> **Exercise instructions**
Work out how many lines in the data that follows contain "below". Write nothing but the number.
Available data Block Start
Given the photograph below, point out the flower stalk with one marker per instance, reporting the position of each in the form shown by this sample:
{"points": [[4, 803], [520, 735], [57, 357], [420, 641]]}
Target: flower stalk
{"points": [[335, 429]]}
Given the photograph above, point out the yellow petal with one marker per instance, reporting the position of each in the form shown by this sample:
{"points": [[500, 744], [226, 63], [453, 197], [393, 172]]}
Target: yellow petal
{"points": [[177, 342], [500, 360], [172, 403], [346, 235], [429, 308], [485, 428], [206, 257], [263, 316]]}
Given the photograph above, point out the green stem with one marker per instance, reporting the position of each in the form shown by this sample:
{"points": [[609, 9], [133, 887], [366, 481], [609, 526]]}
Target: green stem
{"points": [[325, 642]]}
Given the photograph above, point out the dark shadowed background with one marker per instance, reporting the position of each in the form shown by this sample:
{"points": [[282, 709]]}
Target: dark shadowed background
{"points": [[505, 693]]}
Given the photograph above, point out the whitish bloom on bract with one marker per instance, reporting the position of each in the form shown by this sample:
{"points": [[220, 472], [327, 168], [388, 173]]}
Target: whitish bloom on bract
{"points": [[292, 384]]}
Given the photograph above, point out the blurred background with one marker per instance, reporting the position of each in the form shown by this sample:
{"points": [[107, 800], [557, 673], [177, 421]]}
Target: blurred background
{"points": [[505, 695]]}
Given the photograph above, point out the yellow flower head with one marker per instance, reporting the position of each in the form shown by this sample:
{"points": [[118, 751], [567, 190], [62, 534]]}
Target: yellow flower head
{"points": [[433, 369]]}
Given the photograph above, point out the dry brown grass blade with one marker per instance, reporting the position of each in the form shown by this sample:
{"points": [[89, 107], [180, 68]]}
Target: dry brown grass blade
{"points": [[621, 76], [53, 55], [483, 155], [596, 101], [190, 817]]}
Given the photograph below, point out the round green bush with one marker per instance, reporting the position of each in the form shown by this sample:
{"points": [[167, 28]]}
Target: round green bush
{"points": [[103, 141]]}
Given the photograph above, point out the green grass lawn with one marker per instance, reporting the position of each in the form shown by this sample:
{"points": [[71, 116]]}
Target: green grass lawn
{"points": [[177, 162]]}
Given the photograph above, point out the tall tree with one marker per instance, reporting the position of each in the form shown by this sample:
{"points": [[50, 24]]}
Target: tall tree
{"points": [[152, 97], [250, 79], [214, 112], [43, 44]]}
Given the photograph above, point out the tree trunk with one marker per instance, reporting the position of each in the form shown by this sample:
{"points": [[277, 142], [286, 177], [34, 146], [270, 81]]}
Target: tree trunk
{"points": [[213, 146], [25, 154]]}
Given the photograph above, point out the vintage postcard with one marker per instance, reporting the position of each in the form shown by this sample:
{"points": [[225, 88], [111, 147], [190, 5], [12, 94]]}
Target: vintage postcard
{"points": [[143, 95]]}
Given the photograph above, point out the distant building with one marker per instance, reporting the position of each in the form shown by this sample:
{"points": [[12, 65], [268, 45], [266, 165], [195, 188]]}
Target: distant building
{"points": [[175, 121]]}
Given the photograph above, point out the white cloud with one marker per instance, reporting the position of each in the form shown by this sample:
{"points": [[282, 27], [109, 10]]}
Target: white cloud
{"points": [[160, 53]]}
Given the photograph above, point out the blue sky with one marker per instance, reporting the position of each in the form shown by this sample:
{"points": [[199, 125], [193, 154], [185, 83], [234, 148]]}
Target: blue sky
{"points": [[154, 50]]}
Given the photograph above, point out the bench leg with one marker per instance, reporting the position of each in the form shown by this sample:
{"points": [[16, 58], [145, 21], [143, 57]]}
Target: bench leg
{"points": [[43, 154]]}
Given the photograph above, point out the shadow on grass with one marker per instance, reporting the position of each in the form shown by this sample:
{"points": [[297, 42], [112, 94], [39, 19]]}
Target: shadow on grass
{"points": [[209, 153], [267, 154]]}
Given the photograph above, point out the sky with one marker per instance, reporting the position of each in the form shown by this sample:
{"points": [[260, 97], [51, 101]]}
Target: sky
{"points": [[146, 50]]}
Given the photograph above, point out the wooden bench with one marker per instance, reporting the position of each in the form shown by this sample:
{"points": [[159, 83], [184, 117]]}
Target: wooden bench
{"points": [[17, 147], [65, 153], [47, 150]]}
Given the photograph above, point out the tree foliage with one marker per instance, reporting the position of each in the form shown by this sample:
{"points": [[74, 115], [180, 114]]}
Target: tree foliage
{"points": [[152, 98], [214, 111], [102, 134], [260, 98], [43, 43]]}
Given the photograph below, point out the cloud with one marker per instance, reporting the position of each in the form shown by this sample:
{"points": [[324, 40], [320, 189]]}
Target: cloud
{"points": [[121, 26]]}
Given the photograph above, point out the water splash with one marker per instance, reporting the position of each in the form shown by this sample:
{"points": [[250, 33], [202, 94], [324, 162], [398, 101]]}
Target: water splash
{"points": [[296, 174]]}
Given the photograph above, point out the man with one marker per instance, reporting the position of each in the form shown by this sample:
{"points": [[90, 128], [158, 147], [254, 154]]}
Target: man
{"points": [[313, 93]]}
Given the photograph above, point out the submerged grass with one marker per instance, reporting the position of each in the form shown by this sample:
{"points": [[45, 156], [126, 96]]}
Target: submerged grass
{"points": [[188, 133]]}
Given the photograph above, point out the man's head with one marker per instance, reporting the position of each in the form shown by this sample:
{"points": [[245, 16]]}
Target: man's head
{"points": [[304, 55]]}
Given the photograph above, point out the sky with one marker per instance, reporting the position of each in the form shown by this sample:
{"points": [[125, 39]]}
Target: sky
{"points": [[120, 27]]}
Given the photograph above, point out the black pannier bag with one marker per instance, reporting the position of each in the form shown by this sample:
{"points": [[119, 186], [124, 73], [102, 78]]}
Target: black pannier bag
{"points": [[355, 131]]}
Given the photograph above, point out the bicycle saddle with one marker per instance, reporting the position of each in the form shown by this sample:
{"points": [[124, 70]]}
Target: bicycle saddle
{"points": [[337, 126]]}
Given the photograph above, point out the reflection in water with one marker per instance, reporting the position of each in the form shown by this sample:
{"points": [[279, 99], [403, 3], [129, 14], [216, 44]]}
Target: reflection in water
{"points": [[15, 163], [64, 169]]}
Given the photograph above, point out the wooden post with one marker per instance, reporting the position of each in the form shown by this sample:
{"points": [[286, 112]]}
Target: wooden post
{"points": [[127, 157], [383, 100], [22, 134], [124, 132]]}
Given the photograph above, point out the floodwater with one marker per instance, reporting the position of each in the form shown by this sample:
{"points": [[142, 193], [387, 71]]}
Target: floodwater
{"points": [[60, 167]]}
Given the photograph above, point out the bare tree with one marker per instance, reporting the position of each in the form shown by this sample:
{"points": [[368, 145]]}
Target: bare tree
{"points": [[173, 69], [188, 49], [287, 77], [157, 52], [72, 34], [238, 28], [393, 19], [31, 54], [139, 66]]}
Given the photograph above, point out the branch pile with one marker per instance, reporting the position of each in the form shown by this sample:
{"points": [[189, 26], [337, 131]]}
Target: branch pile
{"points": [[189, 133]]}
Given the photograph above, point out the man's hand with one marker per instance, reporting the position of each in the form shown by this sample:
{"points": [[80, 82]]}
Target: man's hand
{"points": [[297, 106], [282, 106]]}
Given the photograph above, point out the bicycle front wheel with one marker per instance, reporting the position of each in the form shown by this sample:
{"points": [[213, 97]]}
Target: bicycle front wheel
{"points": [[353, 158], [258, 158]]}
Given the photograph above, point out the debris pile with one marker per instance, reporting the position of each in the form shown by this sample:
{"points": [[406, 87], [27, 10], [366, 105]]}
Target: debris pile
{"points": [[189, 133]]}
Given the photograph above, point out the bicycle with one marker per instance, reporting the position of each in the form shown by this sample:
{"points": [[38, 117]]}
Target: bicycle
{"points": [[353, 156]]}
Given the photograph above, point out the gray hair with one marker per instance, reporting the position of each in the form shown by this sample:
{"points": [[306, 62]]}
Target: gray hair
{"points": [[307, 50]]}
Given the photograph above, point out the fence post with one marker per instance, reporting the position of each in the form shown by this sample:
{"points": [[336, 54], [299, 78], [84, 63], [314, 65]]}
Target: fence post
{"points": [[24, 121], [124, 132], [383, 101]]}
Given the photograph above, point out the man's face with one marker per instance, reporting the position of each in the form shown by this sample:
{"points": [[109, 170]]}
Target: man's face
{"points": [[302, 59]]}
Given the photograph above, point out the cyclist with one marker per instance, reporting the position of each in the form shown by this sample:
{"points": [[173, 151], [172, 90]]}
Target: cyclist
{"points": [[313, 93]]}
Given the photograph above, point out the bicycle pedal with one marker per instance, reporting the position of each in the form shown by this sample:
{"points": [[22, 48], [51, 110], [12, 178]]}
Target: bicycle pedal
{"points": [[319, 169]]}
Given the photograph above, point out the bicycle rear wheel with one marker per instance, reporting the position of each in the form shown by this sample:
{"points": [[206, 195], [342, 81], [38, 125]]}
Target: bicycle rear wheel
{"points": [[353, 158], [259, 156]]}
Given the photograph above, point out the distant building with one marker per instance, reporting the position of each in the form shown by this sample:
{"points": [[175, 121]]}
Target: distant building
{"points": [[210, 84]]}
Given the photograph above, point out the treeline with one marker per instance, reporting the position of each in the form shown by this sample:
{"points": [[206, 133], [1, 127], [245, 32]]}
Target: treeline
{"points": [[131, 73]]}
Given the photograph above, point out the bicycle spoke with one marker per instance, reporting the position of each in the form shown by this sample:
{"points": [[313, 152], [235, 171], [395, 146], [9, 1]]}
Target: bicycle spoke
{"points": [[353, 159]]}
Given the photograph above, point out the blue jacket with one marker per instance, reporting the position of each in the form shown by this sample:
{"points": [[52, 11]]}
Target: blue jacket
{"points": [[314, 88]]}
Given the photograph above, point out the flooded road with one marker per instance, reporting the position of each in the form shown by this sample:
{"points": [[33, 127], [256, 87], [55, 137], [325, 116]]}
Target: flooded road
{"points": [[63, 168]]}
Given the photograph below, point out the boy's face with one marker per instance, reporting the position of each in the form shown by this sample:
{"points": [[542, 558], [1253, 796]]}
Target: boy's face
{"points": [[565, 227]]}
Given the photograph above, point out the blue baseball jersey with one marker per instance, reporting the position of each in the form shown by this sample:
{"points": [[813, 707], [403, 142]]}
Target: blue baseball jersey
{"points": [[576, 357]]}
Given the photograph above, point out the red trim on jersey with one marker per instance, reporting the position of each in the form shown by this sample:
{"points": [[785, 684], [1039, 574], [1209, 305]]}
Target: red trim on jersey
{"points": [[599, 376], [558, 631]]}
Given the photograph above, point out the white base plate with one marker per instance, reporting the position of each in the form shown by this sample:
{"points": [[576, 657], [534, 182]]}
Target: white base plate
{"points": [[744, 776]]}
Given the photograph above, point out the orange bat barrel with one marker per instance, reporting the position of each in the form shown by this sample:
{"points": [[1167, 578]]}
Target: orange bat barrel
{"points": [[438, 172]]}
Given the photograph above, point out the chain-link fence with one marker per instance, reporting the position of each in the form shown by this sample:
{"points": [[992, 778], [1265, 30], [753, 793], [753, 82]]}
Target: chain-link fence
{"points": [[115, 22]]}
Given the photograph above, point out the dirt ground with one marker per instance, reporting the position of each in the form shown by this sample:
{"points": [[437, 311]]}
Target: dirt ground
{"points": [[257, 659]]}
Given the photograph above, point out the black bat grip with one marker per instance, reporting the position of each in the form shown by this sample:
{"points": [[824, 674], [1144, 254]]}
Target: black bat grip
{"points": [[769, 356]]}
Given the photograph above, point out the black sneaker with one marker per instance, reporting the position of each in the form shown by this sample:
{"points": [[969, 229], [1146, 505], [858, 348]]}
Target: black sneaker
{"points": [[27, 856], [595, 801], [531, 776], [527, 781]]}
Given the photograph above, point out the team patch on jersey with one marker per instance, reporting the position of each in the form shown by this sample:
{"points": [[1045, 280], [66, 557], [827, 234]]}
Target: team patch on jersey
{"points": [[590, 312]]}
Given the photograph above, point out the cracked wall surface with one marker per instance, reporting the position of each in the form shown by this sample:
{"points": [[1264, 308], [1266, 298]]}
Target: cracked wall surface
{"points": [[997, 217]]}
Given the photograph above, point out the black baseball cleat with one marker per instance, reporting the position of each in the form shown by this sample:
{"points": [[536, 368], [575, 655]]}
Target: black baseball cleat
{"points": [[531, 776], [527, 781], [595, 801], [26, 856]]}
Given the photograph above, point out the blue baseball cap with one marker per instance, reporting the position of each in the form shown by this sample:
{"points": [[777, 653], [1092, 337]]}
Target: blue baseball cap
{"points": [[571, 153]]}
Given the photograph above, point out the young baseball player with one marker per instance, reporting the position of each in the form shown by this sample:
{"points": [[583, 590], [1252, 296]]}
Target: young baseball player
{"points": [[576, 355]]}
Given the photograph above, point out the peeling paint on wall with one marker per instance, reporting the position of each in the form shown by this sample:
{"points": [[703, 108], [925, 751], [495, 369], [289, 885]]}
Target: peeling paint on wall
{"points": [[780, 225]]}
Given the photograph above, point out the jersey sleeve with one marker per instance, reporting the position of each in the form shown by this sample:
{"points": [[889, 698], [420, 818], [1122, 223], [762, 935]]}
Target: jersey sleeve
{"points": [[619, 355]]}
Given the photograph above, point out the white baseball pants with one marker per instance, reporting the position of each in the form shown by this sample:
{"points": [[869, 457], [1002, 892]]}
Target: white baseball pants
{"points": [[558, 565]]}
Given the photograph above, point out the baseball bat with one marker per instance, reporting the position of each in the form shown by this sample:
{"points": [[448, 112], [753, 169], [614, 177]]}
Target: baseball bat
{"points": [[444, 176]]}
Available data Block End
> **Your response**
4